### Task goal
From the records below, print only the part that opens with the line containing "Target: wooden post" and closes with the line containing "Target: dual rear tire"; omit the pictures.

### Material to process

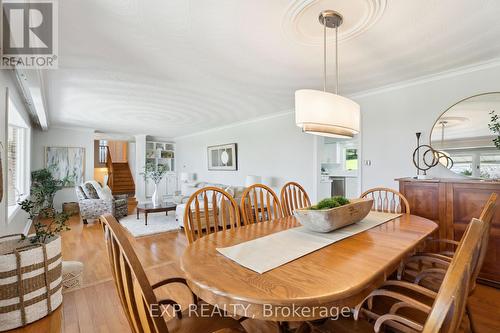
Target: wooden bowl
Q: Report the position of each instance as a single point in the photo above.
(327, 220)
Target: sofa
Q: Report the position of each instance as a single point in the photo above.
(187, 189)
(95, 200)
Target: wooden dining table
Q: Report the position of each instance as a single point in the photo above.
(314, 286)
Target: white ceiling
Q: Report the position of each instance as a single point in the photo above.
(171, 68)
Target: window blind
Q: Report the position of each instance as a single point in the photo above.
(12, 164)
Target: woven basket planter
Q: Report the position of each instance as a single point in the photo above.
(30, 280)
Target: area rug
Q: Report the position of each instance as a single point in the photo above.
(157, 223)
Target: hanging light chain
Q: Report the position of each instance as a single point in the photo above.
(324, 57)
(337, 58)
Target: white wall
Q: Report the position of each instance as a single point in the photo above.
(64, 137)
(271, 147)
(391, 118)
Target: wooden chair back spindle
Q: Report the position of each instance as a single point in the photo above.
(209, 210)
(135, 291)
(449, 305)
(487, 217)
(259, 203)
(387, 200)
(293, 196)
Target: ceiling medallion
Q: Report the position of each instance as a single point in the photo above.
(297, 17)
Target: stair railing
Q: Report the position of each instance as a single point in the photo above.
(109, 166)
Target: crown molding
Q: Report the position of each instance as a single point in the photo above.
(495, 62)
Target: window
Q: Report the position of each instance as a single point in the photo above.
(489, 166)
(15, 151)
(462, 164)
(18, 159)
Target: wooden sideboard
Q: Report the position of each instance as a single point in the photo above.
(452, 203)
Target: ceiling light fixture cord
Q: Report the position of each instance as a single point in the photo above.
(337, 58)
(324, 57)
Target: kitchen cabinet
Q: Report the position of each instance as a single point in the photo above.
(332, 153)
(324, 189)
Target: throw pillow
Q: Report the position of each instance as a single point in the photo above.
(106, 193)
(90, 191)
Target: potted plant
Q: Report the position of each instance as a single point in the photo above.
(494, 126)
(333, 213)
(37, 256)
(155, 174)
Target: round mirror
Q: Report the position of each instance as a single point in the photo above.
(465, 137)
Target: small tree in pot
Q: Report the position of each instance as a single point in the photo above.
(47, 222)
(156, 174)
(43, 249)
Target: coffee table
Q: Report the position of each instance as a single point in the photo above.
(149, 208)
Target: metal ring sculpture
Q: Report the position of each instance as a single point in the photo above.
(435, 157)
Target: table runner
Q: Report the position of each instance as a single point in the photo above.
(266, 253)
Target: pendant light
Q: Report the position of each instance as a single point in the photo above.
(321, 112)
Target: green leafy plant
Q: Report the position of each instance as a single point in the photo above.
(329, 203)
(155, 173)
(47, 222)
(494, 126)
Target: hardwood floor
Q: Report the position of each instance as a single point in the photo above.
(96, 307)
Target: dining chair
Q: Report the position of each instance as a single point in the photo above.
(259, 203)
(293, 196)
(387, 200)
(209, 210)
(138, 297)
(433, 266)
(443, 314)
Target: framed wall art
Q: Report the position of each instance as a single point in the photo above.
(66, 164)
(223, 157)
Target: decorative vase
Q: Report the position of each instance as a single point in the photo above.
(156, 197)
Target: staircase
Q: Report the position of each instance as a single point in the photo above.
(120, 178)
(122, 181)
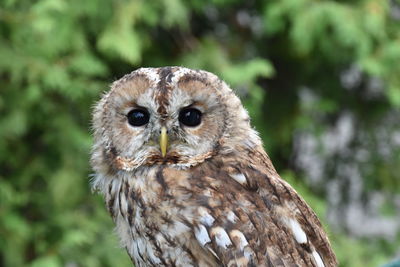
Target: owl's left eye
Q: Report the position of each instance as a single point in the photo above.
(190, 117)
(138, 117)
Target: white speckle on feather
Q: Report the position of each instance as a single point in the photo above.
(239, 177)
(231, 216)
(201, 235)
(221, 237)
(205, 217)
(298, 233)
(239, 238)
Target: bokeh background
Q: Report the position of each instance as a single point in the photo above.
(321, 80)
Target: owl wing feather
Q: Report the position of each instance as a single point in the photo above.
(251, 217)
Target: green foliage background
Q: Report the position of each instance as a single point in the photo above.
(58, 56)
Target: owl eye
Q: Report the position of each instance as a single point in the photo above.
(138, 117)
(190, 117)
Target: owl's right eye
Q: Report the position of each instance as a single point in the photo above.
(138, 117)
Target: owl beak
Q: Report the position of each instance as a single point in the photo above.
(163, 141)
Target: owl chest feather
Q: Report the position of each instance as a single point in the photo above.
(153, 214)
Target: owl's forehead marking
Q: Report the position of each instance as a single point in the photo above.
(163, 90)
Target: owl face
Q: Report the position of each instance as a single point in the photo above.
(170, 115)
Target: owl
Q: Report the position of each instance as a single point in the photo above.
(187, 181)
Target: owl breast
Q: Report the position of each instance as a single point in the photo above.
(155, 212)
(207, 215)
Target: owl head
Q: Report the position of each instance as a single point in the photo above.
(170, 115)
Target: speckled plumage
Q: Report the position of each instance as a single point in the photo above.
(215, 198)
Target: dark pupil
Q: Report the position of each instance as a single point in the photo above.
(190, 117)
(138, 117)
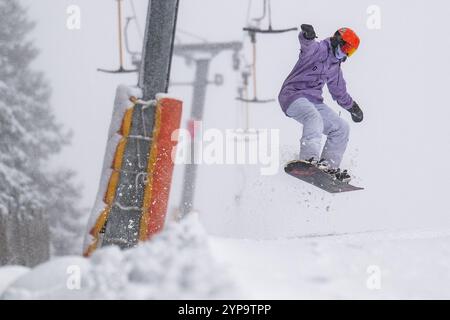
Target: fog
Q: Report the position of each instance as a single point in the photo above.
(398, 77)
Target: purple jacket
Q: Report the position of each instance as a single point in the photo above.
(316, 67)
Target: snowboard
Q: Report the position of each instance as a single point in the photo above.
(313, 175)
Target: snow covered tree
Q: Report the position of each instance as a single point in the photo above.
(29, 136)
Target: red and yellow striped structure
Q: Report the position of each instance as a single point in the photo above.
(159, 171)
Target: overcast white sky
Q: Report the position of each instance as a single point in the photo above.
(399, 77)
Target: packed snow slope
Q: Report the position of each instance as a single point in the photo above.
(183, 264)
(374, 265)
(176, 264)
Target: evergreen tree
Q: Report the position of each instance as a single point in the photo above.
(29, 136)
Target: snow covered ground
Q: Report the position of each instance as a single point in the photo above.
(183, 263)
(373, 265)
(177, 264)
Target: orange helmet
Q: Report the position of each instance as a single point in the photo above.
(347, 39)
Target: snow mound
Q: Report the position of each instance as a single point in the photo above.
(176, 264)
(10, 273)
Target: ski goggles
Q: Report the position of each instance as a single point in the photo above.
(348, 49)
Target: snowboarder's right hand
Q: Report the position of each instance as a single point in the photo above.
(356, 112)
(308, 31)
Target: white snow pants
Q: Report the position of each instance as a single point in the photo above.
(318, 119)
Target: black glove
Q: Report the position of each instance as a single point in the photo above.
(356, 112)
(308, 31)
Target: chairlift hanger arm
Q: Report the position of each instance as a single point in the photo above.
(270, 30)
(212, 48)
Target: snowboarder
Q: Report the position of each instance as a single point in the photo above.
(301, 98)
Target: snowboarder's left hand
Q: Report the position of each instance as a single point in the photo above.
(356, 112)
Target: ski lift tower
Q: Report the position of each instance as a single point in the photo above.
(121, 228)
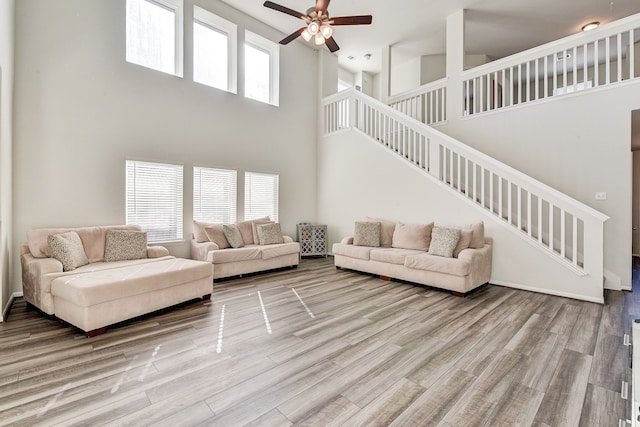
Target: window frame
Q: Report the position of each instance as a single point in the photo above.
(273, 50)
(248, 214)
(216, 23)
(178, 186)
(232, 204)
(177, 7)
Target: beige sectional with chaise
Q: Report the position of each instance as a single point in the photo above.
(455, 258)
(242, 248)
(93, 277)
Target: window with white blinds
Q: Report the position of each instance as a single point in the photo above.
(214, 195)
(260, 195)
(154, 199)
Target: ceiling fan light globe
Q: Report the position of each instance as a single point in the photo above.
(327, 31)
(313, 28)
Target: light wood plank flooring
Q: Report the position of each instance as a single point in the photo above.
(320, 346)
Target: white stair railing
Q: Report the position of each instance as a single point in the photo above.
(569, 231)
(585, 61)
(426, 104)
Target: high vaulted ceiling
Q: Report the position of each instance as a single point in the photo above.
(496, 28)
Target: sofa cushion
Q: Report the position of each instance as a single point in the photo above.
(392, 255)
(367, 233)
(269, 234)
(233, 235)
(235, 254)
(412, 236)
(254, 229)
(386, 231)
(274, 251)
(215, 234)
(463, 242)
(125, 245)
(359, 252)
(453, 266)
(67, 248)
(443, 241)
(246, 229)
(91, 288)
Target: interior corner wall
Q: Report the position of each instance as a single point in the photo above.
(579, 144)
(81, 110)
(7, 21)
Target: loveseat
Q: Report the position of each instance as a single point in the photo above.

==

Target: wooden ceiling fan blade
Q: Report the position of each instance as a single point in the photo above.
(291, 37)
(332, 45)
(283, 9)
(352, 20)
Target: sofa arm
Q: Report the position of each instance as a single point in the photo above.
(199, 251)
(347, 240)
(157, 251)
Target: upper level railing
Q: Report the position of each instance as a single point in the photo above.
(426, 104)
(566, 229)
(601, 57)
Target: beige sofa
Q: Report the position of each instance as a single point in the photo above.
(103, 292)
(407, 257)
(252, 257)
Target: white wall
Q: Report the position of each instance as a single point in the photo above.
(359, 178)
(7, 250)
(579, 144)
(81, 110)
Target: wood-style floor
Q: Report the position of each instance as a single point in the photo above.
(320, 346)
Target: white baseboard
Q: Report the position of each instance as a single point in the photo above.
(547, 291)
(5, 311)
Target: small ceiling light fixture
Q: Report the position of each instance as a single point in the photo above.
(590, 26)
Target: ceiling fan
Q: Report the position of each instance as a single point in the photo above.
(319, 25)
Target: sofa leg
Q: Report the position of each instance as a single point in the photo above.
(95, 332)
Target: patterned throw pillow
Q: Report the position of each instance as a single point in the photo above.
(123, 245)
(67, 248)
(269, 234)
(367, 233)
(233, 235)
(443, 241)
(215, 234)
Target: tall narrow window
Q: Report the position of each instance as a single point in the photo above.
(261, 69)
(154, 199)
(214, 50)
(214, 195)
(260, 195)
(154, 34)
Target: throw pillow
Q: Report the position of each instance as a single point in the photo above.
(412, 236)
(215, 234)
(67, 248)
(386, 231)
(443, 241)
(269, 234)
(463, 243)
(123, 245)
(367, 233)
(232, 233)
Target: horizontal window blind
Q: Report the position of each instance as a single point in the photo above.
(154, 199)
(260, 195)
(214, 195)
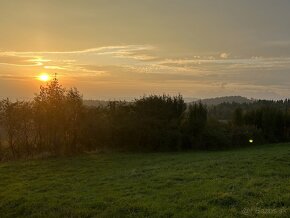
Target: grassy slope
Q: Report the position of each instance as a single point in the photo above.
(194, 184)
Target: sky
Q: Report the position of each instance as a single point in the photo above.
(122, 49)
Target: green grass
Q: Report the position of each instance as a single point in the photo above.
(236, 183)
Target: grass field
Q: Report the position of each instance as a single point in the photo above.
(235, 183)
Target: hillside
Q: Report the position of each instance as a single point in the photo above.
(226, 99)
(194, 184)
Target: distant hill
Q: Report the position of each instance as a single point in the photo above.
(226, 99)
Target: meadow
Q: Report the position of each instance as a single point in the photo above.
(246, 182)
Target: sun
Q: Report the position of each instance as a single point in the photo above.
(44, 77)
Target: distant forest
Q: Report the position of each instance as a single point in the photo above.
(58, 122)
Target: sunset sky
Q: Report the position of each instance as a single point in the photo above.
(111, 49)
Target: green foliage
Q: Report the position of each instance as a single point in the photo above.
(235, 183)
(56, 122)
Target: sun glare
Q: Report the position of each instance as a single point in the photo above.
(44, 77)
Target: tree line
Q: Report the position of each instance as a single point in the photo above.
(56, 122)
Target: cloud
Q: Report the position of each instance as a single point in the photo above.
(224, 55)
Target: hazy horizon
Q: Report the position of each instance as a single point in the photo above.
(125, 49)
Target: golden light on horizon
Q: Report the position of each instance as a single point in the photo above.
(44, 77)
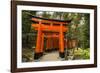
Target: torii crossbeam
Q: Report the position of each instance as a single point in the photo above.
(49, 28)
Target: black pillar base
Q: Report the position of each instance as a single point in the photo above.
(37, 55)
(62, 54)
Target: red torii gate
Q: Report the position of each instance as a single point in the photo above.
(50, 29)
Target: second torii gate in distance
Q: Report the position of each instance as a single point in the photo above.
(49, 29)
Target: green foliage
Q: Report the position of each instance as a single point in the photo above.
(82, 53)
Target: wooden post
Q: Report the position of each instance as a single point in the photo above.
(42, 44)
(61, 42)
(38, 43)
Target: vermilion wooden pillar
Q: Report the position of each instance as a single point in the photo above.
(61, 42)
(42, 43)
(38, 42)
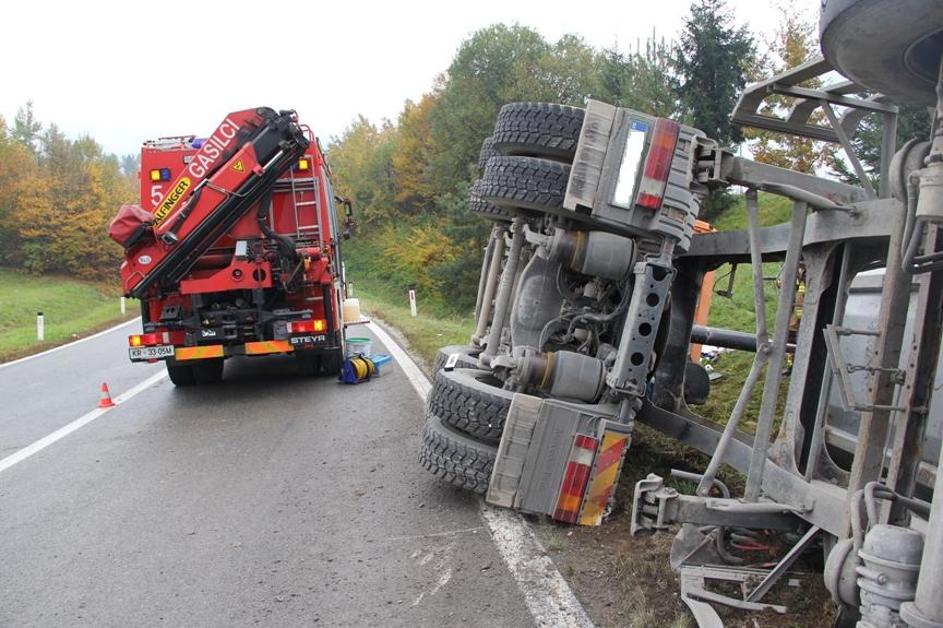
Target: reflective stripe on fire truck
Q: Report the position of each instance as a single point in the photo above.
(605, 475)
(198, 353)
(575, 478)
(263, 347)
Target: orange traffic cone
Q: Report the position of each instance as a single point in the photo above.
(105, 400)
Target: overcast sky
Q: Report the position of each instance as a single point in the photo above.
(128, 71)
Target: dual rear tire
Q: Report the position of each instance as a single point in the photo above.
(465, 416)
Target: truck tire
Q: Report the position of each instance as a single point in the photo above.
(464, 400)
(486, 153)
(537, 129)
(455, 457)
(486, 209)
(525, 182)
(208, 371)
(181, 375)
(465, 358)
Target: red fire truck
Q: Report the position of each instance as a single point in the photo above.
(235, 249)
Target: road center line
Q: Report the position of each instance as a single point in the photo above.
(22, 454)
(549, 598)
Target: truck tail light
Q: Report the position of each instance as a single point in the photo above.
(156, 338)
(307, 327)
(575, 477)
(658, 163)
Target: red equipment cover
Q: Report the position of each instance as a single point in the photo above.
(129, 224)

### Answer to this task
Target: wooden post
Q: Report the position of each instance as a single point in the photo above.
(42, 44)
(61, 42)
(38, 43)
Target: vermilion wooden pillar
Q: Report the position of each instance as a single point in the photo above.
(61, 42)
(42, 43)
(38, 42)
Target: reflective stripe on fire truck
Q: Report the position of each instance as a single point in the photo above.
(605, 475)
(198, 353)
(575, 478)
(263, 347)
Target: orange traffic cone
Q: Report the position of each instance as a single point in the photo above.
(105, 400)
Target: overcast sky
Q: Report the position of each instance as a single point in the photo above.
(128, 71)
Target: dual rear tire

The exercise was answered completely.